* [Passage for review]:

GRAND THEFT: WORDS
Media vs. AI bots
Artificial intelligence bots like ChatGPT are creating a “plagiarism stew” — responding to queries with “paraphrasing or outright repetition” of text that’s cribbed from copyrighted news articles, says a major trade group.
The News Media Alliance — a nonprofit that represents more than 2,200 publishers, including The Post — released a blistering, 77page report Tuesday that argued the most popular AI chatbots have been violating copyright law by reproducing entire sections of articles in their responses.
The report singled out OpenAI’s ChatGPT, Google’s Bard, Microsoft’s Bing and a more recent AI tool called the Search Generative Experience that can craft responses to openended queries while retaining a recognizable list of links to the Web.
The NMA asserts that these “large language models,” a type of AI that understands and can respond to written text, “are just ‘learning’ unprotectable facts from copyrighted training materials.”
What’s more, since the technology is not actually “ever absorbing any underlying concepts,” its responses are “technically inaccurate,” the NMA said.
After analyzing a sample of datasets believed to be used by LLMs, the NMA said the AI chatbots produce “unauthorized derivative works by responding to user queries with close paraphrasing or outright repetition of copied and memorized portions of the works on which they were trained.”

* [Supplied data]:
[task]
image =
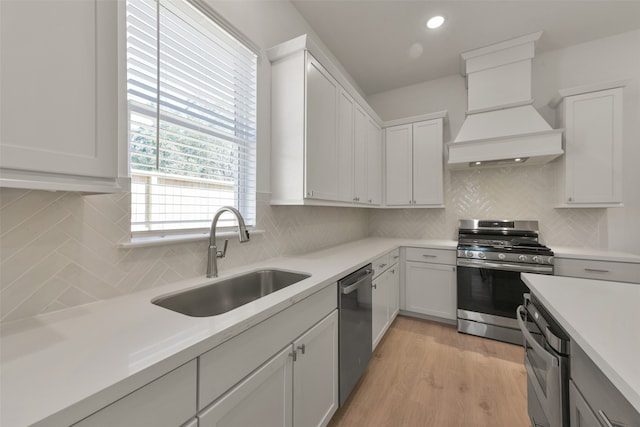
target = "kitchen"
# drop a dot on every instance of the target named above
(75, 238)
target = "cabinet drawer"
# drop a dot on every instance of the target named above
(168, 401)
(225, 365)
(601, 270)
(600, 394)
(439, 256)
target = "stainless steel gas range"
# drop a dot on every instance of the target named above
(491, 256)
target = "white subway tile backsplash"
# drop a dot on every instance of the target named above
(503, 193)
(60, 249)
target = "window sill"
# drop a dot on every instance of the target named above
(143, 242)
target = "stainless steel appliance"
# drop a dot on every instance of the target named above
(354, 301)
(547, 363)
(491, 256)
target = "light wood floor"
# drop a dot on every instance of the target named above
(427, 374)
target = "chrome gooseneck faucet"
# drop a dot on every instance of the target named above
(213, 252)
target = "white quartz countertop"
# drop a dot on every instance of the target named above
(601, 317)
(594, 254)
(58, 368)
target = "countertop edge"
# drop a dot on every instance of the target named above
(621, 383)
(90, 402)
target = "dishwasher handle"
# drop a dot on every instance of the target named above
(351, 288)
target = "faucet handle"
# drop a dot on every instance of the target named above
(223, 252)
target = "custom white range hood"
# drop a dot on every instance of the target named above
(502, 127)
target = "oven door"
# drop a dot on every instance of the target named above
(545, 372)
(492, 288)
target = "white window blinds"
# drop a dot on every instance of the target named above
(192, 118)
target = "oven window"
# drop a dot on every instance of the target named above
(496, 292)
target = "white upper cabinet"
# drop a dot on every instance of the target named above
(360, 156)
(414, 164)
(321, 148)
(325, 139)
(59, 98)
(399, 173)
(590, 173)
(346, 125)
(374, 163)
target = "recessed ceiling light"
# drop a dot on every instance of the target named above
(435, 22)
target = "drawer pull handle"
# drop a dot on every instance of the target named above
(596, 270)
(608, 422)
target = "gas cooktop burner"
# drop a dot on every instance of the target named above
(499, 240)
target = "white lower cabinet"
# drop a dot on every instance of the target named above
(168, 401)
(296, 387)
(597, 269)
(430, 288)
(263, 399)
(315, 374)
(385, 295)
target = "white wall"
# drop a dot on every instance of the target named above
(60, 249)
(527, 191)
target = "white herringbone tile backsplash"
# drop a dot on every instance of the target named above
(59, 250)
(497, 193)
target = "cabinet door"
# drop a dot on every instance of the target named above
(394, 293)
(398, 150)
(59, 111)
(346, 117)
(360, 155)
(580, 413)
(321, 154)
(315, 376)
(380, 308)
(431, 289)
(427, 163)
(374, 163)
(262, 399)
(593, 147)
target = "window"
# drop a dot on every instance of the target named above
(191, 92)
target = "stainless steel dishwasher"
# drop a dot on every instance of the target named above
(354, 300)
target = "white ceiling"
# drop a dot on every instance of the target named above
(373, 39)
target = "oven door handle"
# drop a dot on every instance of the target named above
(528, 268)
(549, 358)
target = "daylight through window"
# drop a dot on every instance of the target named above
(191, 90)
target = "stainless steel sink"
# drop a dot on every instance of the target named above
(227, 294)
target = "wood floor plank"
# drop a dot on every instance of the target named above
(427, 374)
--
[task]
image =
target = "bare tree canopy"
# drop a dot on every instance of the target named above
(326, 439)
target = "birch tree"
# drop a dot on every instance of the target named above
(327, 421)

* [Task brief]:
Extend the article on news publishers and AI chatbots with the paragraphs that follow its last sentence. The lines in the two blocks are separate material and have no connection to the article.

* [Reply]:
Tool a ‘liar’
The group found that curated data sets used content from news, magazines and digital media publications as much as 100 times more than other generic data sets.
As many as half of the top 10 sites in training sets used for Google’s Bard — which reportedly launched in March despite internal warnings that the tool was a “pathological liar” — are news outlets, said the NMA.
The NMA said it submitted its white paper to the US Copyright Office, “acknowledging that an author’s expression may be implicated both in training . . . as well as at the output stage because of a similarity between her works and an output of an AI system.”
Robert Thomson, CEO of News Corp. — which owns The Post, as well as The Wall Street Journal and other publishers represented by the NMA — has denounced inaccuracies spewed out by AI-generated content as “rubbish in, rubbish out” — even as he warned it threatens to kill thousands more media jobs.
OpenAI, Google and Microsoft didn’t respond to requests for comment.